*EXTRAIT*
- - -

Le monde associatif en première ligne

Le poids conjugué de la crise économique et de mesures gouvernementales a entrainé une forte décroissance de l’activité, de près de 8% dans le secteur des services à la personne. Les Bouches-du-Rhône sont tout à fait emblématiques de la situation qui prévaut au niveau national. Ainsi, La Fédération CQFD (Coordination Qualité Fiabilité Domicile), assurant à elle seule près de 60% des besoins de l’aide à la personne du département, et employant plus 5000 salariés, est en première ligne pour attirer l’attention des pouvoirs publics sur les conséquences dramatiques, en termes d’emplois et de services qu’engendreraient les dispositifs législatifs actuels si rien n’était fait pour améliorer la situation. Après la Député UMP, Valérie Boyer, c’était au tour de Patrick Mennucci, Député Maire du 1er et 7e arrondissements de s’entretenir avec les dirigeants de ces structures pour tenter de dégager des solutions.

L’aide à la personne : quelle réalité ?

Tout d’abord, les responsables associatifs se sont adressés à Patrick Mennucci en tant que député et lui ont brossé un tableau synthétique du domaine médico-social que représente l’aide à la personne. Il s’agit d’un secteur très hétérogène allant du soin, de l’aide à domicile, le portage de repas, la garde d’enfants, le ménage, jusqu’au jardinage et qui se déploie selon des modalités d’intervention variées : emplois directs, prestataires ou mandataires. Le marché lui-même se partage non seulement entre les associations et les établissements publics qui en occupent la plus grande part, mais également entre des entreprises privées. Cette grande diversité en période de crise économique, du fait des règlementations en vigueur, au lieu d’être une force, est au contraire à l’origine de fortes tensions et cela à tous les niveaux et vont se répercuter immanquablement sur les usagers eux-mêmes.

Quels dispositifs législatifs pour quels impacts ?

Les échanges se sont très rapidement focalisés sur le CICE ou « Crédit d’Impôt Compétitivité Emploi » mis en place le 1er janvier 2013 et qui s’adresse à toutes les entreprises redevables de l’impôt sur les sociétés ou à l’impôt sur le revenu quel que soit le domaine. Parti d’une très bonne intention d’alléger le coût du travail des entreprises, il ne s’applique qu’au seul secteur marchand et de fait induit un manque d’équité entre les différents intervenants du domaine.

- - -

*LISTE AFFICHÉE*
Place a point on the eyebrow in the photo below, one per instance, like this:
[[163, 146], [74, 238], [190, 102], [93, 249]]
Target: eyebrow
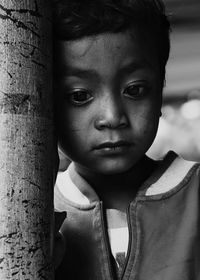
[[92, 73], [80, 73]]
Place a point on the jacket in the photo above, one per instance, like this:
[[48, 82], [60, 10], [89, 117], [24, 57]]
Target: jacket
[[164, 227]]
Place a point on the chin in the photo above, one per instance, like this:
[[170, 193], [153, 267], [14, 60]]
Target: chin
[[113, 168]]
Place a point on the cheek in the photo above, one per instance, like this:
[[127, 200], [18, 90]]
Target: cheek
[[144, 120]]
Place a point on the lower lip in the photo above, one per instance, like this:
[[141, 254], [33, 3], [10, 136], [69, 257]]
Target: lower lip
[[113, 150]]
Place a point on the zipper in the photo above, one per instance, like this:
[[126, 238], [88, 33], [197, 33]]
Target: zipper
[[105, 238], [129, 242]]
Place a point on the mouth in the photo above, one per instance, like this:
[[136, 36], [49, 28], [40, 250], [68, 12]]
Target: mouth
[[113, 147]]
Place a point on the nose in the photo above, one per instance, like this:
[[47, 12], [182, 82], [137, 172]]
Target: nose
[[111, 114]]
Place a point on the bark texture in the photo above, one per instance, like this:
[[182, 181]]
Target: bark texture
[[26, 140]]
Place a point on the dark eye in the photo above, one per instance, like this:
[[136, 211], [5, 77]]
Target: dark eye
[[79, 97], [136, 91]]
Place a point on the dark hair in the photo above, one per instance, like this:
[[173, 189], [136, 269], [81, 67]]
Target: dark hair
[[75, 19]]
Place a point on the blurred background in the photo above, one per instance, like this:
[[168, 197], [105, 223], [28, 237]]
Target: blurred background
[[179, 127]]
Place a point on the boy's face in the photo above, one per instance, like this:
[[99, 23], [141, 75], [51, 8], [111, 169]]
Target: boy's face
[[109, 99]]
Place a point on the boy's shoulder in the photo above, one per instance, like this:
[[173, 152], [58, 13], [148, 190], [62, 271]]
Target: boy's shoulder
[[173, 171]]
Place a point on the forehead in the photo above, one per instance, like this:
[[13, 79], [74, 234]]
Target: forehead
[[105, 53]]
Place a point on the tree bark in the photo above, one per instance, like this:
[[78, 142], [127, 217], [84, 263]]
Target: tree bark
[[26, 140]]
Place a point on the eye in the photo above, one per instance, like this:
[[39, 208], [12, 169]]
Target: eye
[[136, 91], [79, 97]]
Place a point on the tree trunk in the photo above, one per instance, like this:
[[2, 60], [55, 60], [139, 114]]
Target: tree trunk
[[26, 140]]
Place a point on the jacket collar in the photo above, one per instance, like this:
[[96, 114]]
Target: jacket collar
[[168, 174]]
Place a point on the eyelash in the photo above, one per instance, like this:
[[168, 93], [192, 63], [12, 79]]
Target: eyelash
[[138, 92], [71, 96]]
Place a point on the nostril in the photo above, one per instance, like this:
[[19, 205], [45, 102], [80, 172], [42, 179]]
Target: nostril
[[114, 123]]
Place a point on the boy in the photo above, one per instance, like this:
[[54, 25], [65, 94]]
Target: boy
[[128, 217]]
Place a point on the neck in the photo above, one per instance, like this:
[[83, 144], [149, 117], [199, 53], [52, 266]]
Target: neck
[[118, 190]]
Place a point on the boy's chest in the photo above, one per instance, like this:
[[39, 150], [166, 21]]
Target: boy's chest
[[162, 244]]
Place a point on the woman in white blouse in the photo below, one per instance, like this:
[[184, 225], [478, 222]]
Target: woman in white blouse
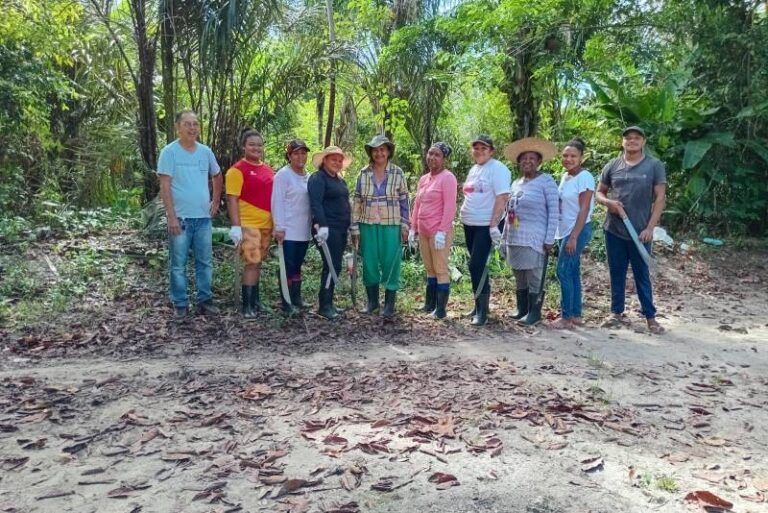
[[577, 201], [291, 217]]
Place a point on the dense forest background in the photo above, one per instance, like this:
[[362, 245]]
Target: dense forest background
[[88, 90]]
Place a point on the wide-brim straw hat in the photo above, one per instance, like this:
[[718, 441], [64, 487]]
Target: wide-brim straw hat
[[546, 149], [317, 158], [380, 140]]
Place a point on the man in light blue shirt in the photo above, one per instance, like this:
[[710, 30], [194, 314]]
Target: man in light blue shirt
[[183, 169]]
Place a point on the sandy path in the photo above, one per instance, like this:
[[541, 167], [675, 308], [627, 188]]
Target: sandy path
[[689, 406]]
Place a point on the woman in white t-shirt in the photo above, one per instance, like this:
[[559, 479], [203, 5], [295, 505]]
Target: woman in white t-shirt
[[574, 231], [486, 191]]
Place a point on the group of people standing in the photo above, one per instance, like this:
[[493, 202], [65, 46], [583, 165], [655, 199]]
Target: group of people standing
[[524, 219]]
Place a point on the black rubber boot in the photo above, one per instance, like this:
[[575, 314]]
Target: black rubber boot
[[325, 300], [389, 303], [522, 304], [246, 301], [373, 299], [441, 303], [534, 311], [481, 316], [430, 298], [295, 291]]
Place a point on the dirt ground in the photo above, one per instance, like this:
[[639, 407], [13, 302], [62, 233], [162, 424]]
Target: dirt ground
[[123, 410]]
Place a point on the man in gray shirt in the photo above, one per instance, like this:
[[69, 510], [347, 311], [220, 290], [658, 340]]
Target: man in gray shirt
[[635, 183]]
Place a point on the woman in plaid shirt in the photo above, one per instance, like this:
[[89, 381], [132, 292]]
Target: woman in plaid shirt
[[380, 221], [533, 212]]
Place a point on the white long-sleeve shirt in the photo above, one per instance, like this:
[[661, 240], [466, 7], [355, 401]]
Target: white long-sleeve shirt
[[290, 205]]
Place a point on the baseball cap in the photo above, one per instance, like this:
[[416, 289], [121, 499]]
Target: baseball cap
[[483, 139], [633, 128], [293, 145]]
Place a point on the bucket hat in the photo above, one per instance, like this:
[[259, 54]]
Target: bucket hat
[[317, 158]]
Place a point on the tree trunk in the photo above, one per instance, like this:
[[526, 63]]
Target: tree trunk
[[320, 109], [518, 85], [145, 47], [332, 74], [167, 34]]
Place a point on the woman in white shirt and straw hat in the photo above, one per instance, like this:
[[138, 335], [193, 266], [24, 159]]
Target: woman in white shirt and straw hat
[[532, 216]]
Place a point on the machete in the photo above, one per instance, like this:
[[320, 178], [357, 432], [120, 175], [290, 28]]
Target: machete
[[633, 234], [238, 277], [484, 276], [329, 261], [283, 275], [353, 277]]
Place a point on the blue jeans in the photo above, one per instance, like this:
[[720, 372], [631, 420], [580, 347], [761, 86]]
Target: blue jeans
[[621, 253], [569, 273], [196, 233]]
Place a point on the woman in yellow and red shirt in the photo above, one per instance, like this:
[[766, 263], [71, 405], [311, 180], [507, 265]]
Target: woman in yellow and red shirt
[[249, 195]]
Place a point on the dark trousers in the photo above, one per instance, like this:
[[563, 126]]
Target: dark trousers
[[337, 240], [478, 239], [294, 251], [622, 253]]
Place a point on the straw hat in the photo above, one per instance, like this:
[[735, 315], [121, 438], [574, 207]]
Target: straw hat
[[544, 148], [317, 158]]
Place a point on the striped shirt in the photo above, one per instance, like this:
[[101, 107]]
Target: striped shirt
[[533, 213], [383, 203]]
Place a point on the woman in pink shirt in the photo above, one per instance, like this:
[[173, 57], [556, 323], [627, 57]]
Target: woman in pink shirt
[[433, 213]]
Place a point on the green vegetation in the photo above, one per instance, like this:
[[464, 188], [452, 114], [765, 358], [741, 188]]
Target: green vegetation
[[88, 88]]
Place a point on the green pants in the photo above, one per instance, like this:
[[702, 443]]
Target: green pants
[[380, 248]]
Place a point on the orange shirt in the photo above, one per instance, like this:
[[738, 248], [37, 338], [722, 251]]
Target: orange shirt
[[252, 184]]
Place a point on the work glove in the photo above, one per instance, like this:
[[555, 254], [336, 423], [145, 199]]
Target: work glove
[[236, 235], [495, 235], [439, 240], [413, 242], [322, 234]]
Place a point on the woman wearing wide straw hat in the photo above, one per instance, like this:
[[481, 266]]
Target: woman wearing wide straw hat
[[380, 221], [329, 204], [292, 218], [532, 216], [486, 191], [433, 211]]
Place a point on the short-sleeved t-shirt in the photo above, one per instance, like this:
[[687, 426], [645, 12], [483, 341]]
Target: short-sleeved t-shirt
[[254, 204], [481, 187], [633, 186], [570, 189], [189, 171]]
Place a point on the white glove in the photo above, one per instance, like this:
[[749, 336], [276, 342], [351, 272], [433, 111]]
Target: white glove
[[439, 240], [236, 234], [322, 234], [495, 234], [412, 240]]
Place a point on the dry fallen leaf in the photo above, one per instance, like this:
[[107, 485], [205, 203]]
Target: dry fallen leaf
[[592, 464], [443, 480], [708, 499]]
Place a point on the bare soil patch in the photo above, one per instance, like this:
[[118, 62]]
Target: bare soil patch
[[115, 407]]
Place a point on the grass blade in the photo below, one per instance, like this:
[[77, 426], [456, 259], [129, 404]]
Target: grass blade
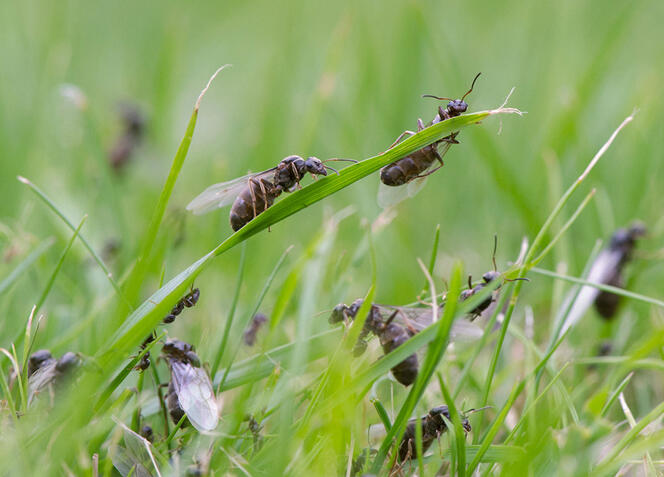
[[25, 264], [51, 279], [51, 205], [138, 273]]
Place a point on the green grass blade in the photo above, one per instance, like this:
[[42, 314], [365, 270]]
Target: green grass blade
[[53, 276], [607, 288], [150, 312], [140, 269], [435, 353], [614, 395], [434, 254], [631, 435], [231, 313], [495, 427], [266, 287], [457, 428], [25, 264]]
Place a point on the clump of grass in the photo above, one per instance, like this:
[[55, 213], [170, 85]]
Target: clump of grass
[[298, 404]]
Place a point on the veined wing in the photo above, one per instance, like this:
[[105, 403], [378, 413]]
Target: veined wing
[[392, 195], [220, 195], [600, 272], [195, 394], [136, 458], [126, 464], [420, 318], [40, 380]]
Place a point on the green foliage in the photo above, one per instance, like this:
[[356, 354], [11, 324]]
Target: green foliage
[[331, 80]]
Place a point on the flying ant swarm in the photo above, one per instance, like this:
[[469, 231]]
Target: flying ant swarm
[[251, 332], [415, 167], [124, 148], [610, 265], [190, 389], [253, 194], [487, 279], [394, 325], [606, 269], [433, 426], [47, 373], [187, 301]]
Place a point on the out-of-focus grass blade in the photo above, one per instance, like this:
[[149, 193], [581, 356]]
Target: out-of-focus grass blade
[[51, 279], [260, 366], [434, 354], [51, 205], [150, 312], [25, 264], [495, 454], [495, 427], [631, 435], [266, 287], [231, 313], [614, 395], [607, 288], [135, 279]]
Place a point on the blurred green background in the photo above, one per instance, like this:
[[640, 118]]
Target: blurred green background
[[331, 79]]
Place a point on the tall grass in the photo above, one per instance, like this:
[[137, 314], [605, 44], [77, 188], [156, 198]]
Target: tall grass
[[333, 80]]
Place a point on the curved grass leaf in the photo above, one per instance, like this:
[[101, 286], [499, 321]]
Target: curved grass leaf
[[149, 313]]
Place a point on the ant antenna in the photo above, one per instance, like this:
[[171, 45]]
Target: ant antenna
[[392, 317], [495, 247], [471, 411], [471, 86], [331, 168], [340, 159], [436, 97]]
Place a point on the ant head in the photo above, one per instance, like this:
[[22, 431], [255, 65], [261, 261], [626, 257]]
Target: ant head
[[490, 276], [457, 106], [314, 165], [438, 410], [67, 362], [193, 358], [338, 314], [173, 345]]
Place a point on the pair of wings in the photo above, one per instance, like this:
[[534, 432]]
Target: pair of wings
[[195, 395], [600, 273], [136, 457], [224, 193], [420, 318], [391, 195]]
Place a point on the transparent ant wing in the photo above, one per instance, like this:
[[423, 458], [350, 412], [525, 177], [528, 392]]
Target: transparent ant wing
[[220, 195], [136, 457], [601, 272], [416, 319], [389, 196], [126, 464], [40, 380], [195, 395]]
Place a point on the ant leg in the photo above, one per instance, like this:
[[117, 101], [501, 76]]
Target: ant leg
[[401, 136], [451, 138], [407, 321], [297, 176], [439, 158], [264, 191], [252, 181], [428, 173]]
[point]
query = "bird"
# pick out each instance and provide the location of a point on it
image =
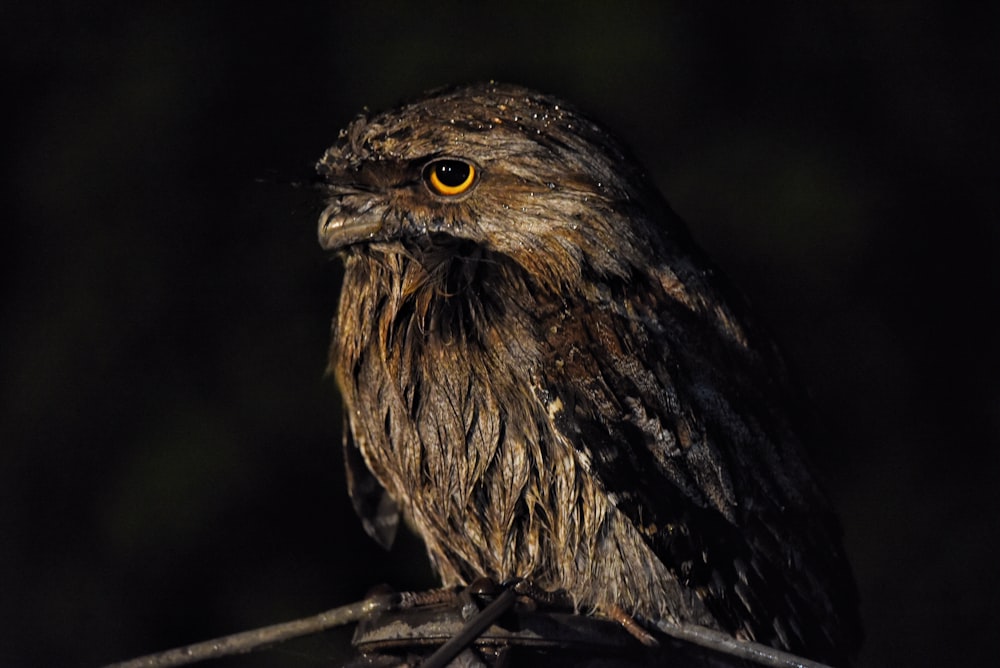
(546, 378)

- - -

*VOTRE OBJECTIF*
Pouvez-vous extraire mot pour mot le passage de l'extrait sur l'aide à la personne situé entre « Tout d’abord, les » et « les usagers eux-mêmes. », ces deux bornes comprises ?

*ZONE DE RÉPONSE*
Tout d’abord, les responsables associatifs se sont adressés à Patrick Mennucci en tant que député et lui ont brossé un tableau synthétique du domaine médico-social que représente l’aide à la personne. Il s’agit d’un secteur très hétérogène allant du soin, de l’aide à domicile, le portage de repas, la garde d’enfants, le ménage, jusqu’au jardinage et qui se déploie selon des modalités d’intervention variées : emplois directs, prestataires ou mandataires. Le marché lui-même se partage non seulement entre les associations et les établissements publics qui en occupent la plus grande part, mais également entre des entreprises privées. Cette grande diversité en période de crise économique, du fait des règlementations en vigueur, au lieu d’être une force, est au contraire à l’origine de fortes tensions et cela à tous les niveaux et vont se répercuter immanquablement sur les usagers eux-mêmes.